__Information__.
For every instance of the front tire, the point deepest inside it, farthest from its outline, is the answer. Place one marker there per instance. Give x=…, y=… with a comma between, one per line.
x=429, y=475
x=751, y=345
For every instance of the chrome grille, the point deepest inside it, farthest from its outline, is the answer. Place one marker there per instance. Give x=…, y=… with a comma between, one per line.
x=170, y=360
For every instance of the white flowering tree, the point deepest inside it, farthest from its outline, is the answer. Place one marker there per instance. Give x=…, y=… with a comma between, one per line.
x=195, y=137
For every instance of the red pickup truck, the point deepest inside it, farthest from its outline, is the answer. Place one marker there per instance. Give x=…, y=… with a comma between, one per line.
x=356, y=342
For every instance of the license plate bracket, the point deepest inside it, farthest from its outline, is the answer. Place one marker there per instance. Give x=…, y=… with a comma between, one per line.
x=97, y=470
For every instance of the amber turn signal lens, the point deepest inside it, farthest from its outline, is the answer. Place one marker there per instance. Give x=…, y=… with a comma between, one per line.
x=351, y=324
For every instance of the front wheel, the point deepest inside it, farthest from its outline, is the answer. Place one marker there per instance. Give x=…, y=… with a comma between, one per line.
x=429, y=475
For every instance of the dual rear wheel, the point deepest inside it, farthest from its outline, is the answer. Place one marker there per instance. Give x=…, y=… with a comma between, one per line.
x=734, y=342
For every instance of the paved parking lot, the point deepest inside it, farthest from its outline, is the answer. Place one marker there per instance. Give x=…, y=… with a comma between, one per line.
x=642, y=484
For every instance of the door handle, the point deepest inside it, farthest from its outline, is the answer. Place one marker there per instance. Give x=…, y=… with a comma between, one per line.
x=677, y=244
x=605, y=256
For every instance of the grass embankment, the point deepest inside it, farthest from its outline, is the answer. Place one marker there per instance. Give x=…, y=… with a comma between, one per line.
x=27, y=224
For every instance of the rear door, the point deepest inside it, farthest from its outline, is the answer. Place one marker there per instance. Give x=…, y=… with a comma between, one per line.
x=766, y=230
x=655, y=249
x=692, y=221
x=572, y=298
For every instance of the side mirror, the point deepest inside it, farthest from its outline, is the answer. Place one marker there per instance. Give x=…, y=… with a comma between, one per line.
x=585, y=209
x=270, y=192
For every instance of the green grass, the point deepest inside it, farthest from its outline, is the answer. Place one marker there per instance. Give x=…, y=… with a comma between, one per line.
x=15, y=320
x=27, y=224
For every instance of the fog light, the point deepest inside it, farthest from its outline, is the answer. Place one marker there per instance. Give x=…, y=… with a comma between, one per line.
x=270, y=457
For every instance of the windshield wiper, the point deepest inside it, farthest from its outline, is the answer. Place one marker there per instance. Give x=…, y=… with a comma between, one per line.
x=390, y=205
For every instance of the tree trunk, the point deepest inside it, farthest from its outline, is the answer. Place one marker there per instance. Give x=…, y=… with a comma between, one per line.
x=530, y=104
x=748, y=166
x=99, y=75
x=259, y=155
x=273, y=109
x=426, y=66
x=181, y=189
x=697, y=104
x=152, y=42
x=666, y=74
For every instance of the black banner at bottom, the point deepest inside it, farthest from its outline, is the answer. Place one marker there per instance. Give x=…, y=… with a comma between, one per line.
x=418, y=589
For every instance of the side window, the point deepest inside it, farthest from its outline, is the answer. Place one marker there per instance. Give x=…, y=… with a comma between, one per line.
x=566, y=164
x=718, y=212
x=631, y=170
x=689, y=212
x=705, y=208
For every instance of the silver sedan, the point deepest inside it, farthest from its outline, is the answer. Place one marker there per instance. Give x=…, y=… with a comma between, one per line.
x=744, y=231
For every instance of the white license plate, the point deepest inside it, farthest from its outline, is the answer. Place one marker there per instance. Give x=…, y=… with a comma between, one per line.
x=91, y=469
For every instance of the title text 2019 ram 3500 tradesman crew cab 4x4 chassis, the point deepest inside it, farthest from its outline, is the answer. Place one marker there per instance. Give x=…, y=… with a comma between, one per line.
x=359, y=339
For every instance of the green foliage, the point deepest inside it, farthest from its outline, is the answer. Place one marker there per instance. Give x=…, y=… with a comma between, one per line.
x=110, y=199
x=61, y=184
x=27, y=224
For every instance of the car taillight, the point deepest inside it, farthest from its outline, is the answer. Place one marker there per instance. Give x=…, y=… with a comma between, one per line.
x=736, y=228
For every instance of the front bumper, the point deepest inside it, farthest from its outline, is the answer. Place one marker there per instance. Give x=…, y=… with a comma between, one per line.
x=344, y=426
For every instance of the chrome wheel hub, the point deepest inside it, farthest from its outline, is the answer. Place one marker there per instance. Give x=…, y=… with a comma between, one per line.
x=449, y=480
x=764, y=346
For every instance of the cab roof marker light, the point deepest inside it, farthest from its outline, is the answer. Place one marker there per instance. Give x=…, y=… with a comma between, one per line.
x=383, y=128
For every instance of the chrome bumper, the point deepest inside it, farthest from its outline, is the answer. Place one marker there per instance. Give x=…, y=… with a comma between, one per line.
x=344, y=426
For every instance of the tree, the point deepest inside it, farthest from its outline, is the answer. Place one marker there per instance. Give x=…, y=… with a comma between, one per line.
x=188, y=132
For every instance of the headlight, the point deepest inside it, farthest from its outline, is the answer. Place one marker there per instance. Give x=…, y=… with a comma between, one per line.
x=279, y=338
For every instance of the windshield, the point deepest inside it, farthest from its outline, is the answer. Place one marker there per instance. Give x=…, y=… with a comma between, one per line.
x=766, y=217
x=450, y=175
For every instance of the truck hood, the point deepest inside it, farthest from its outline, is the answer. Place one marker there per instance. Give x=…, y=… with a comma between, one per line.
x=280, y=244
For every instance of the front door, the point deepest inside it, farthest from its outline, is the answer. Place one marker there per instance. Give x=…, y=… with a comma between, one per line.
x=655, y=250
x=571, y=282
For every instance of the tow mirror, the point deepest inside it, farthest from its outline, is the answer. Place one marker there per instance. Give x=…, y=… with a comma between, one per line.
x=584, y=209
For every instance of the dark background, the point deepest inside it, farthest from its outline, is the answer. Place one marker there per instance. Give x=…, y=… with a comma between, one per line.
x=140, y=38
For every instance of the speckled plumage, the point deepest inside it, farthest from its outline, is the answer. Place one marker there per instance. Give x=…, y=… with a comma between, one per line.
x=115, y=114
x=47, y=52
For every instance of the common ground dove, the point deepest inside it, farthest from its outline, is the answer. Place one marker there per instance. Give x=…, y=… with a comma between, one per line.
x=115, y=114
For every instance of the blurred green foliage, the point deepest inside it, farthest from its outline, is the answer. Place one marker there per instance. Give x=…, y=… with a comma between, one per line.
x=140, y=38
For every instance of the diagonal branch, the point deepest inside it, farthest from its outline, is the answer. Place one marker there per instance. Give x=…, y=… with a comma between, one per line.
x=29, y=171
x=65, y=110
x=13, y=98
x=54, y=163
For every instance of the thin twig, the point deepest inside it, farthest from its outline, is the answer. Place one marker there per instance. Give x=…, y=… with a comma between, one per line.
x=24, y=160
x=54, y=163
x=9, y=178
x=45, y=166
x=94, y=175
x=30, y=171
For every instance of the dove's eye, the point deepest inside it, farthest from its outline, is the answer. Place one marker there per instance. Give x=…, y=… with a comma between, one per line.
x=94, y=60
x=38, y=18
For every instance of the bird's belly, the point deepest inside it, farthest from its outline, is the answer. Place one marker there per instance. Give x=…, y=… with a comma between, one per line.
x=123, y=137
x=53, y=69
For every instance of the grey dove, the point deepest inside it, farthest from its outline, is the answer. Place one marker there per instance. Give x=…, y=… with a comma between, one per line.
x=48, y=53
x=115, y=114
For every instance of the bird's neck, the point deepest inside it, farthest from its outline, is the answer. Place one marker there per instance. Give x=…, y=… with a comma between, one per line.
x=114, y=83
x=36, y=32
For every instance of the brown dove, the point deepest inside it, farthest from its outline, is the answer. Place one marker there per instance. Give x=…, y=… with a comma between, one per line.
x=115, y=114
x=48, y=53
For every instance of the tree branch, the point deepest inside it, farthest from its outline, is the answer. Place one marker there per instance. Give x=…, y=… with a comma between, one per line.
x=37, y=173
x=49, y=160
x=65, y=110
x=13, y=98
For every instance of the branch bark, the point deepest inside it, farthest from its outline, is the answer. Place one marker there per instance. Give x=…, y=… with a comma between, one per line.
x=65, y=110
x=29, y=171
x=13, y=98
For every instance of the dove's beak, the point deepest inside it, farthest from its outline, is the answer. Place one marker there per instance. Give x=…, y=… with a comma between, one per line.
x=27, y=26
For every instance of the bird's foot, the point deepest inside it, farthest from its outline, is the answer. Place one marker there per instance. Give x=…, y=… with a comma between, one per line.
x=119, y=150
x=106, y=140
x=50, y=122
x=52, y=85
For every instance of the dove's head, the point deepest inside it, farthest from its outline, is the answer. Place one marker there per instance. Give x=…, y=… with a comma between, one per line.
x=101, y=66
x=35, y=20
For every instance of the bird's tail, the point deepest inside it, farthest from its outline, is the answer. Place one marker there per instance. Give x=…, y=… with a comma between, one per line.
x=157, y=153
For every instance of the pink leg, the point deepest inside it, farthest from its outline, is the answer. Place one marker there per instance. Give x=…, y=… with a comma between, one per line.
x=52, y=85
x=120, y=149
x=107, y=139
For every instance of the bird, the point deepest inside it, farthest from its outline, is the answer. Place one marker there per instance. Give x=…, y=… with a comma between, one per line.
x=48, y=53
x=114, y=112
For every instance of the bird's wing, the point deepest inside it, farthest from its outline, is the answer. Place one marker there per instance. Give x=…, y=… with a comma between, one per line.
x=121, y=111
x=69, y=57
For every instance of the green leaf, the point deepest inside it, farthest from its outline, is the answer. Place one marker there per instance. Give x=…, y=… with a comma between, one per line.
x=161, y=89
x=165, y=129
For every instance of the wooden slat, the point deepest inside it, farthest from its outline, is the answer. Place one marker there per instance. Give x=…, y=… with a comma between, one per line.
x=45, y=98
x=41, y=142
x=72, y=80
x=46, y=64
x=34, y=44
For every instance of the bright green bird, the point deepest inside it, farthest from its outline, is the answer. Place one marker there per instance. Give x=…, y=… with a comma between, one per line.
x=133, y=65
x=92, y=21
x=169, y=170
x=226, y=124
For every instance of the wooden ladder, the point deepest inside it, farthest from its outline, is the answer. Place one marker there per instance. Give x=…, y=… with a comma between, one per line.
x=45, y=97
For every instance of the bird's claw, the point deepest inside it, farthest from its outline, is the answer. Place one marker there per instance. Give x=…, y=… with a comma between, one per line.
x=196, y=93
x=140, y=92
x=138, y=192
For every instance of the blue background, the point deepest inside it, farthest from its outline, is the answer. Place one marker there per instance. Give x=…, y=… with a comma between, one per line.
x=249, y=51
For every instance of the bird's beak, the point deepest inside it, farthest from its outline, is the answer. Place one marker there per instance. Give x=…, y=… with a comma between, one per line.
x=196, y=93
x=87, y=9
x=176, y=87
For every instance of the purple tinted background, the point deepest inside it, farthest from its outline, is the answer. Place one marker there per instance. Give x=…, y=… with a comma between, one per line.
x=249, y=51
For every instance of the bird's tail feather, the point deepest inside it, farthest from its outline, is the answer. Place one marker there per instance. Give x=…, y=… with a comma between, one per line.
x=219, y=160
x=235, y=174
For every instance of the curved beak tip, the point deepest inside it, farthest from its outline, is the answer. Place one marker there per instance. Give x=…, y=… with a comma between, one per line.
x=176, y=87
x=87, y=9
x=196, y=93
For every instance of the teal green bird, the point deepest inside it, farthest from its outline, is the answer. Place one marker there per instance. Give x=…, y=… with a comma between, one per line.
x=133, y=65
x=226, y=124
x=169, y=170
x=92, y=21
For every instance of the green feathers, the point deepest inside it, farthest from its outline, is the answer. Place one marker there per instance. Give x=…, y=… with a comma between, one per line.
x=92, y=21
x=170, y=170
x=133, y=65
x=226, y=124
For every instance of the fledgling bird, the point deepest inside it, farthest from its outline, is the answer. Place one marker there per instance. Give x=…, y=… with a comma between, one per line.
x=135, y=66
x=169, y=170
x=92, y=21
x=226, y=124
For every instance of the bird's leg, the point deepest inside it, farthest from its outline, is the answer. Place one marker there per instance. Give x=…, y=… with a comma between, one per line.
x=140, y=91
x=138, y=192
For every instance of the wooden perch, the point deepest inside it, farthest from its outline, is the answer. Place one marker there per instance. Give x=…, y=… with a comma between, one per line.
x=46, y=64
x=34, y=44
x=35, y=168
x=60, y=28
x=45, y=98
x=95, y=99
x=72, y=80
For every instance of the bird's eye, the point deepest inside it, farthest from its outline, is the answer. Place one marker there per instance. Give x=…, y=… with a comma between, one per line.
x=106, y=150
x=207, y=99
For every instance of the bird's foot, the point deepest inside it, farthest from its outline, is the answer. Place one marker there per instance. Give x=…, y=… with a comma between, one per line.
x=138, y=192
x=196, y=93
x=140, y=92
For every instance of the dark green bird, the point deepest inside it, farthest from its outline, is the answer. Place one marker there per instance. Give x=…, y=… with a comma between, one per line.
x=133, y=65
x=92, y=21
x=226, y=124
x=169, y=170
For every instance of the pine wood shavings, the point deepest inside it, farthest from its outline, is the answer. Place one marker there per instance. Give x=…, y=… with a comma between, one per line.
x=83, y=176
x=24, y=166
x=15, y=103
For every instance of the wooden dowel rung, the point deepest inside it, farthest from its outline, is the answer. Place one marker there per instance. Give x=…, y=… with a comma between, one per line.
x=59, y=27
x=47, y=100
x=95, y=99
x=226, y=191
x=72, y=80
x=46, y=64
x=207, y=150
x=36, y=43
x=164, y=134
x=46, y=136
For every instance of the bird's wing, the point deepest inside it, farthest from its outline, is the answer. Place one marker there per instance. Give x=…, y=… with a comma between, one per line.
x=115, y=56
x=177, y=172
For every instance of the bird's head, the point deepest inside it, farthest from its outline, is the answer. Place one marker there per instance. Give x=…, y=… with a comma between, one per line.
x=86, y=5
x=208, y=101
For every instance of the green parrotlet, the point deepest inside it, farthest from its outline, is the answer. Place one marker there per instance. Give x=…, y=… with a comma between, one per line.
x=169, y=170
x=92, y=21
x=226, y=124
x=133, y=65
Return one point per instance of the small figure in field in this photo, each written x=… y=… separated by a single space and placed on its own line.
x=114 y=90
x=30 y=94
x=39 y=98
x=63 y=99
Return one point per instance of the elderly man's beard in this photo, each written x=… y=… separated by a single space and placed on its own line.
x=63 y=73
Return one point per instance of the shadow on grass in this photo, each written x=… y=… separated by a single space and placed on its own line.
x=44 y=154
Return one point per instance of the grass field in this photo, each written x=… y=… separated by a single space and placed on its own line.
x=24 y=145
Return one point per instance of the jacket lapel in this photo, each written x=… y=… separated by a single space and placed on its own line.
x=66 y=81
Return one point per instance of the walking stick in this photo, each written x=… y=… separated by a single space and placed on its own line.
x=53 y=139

__Task directions__. Give back the line containing "Return one point per instance of the small" and all the lines after it through the end of the records, unchanged.

__Response below__.
Return one point per instance of the small figure in field in this photo, each written x=… y=… separated by a single space and placed on its own line.
x=114 y=90
x=30 y=94
x=39 y=98
x=63 y=99
Return one point per instance of the elderly man's beard in this photo, each written x=… y=… separated by a single space and placed on its own line.
x=63 y=73
Return one point per instance of the shadow on grass in this photo, each written x=… y=… separated by a single space and placed on its own line.
x=44 y=154
Return one point per instance of the grass field in this photo, each written x=… y=… separated by a single space and placed on its own line.
x=24 y=145
Return one point per instance of the jacket lapel in this photo, each written x=… y=… separated by a single space and placed on its own line.
x=66 y=81
Return one point per instance of the walking stick in this photo, each written x=… y=… separated by a single space and placed on its own line.
x=53 y=139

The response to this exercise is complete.